++++ Source extract ++++

Many studies have been conducted since 1970 to characterize concentrations of semivolatile organic compounds (SVOCs) in highway runoff and urban stormwater. To a lesser extent, studies also have characterized concentrations of volatile organic compounds (VOCs), estimated loads of SVOCs, and assessed potential impacts of these contaminants on receiving streams. This review evaluates the quality of existing data on SVOCs and VOCs in highway runoff and urban storm- water and summarizes significant findings. Studies related to highways are emphasized when possible. The review included 44 articles and reports that focused primarily on SVOCs and VOCs. Only 17 of these publications are related to highways, and 5 of these 17 are themselves review papers. SVOCs in urban stormwater and sediments during the late 1970's to mid-1980's were the subject of most studies.

++++ Stored data ++++

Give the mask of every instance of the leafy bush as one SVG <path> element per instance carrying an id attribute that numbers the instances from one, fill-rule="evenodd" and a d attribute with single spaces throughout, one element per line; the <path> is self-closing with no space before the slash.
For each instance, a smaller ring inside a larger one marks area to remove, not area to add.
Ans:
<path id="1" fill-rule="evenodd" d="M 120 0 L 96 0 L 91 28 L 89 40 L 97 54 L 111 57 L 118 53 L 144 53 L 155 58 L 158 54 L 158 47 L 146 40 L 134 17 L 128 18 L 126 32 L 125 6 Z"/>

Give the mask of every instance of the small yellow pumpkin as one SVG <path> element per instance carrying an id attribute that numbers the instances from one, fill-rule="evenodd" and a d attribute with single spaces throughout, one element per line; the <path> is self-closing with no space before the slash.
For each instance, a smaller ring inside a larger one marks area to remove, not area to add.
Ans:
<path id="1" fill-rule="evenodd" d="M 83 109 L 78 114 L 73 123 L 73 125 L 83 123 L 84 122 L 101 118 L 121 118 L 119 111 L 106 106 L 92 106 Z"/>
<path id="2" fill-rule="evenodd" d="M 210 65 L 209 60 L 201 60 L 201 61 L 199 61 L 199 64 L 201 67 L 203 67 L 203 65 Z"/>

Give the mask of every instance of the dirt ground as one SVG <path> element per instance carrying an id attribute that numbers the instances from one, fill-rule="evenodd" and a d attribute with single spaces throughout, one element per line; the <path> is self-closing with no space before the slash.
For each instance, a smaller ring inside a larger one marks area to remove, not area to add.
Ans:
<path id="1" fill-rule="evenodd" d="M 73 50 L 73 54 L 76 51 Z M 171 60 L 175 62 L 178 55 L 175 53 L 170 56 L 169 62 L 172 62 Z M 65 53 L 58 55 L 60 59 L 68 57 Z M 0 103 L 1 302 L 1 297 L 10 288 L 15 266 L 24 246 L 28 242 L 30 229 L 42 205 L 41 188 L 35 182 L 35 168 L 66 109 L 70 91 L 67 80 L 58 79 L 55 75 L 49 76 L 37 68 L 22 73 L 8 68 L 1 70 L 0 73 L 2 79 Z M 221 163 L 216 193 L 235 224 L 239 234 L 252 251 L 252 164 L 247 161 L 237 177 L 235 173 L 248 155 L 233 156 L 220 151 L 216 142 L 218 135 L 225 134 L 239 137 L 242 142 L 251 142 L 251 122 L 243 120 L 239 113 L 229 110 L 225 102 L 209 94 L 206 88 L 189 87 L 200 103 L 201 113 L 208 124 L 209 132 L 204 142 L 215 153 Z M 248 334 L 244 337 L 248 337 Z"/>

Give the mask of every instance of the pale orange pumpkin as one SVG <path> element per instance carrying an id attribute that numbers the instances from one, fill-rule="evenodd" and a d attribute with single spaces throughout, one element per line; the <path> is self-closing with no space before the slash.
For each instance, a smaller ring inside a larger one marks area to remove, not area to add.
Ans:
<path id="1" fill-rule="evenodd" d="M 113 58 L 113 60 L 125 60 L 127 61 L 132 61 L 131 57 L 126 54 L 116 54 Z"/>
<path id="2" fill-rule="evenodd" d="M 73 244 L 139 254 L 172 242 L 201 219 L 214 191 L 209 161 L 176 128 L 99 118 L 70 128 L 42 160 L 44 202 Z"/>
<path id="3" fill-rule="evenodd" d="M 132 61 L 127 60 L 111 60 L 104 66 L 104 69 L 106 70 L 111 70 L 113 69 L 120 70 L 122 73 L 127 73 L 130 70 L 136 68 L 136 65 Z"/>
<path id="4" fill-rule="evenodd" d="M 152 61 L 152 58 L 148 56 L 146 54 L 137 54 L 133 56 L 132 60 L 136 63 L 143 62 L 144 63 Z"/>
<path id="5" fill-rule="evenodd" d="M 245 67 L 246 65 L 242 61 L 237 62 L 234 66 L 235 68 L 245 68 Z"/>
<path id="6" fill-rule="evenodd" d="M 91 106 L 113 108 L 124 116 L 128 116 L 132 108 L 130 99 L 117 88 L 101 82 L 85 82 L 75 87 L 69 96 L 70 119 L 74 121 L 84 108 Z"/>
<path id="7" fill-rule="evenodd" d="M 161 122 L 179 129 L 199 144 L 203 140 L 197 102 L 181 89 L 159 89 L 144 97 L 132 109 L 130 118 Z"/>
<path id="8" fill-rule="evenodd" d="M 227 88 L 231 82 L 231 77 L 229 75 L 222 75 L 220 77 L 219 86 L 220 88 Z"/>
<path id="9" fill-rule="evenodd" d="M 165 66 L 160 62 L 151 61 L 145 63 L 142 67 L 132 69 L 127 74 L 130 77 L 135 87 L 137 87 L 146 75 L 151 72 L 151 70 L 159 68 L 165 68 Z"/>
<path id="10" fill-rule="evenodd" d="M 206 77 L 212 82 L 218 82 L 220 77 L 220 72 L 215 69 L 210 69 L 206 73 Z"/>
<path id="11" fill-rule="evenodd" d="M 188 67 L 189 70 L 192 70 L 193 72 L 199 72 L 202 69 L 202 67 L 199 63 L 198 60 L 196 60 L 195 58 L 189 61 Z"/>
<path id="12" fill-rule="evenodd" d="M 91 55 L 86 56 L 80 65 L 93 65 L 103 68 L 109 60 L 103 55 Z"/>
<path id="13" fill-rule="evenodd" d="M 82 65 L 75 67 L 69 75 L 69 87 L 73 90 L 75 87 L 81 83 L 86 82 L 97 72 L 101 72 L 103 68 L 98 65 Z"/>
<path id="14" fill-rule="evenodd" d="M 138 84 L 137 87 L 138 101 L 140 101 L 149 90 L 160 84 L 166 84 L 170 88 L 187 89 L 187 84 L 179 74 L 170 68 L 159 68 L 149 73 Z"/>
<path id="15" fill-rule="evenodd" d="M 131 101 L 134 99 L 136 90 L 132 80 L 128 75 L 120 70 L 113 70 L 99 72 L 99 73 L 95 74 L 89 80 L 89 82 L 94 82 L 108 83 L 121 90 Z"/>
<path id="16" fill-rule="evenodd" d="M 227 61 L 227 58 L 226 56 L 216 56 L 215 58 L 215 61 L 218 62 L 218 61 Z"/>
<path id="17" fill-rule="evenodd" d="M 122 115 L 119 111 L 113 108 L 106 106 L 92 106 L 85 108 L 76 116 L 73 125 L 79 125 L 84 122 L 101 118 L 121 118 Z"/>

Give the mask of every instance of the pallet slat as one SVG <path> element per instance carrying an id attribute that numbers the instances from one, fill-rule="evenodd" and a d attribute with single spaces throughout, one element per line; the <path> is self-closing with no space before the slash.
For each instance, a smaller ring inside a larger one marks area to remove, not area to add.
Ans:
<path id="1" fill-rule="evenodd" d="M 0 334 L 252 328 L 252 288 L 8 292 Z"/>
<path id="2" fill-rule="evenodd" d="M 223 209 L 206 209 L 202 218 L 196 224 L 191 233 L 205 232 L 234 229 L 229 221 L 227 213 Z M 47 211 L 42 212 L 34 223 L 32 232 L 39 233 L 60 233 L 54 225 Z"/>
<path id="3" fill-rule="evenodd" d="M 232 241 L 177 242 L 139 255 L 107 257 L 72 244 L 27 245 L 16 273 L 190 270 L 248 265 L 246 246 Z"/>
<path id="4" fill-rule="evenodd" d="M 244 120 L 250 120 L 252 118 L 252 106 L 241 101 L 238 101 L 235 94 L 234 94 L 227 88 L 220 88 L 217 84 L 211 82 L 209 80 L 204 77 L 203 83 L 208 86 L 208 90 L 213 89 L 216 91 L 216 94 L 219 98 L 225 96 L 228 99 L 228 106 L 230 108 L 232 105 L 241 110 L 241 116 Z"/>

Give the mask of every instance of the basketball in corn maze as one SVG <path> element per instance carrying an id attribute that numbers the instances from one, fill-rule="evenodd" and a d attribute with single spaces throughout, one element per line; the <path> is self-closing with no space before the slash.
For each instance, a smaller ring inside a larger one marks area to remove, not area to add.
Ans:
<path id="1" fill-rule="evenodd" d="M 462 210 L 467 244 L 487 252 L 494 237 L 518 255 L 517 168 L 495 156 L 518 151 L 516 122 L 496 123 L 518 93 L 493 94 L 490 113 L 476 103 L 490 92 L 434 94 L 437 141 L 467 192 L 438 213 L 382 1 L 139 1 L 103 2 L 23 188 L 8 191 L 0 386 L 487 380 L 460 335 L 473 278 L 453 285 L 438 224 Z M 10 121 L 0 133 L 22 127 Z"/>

++++

According to the runoff review summary, how many of the reviewed publications relate to highways? The items are not needed for the task.

● **Answer to this problem**: Seventeen of the 44 publications relate to highways.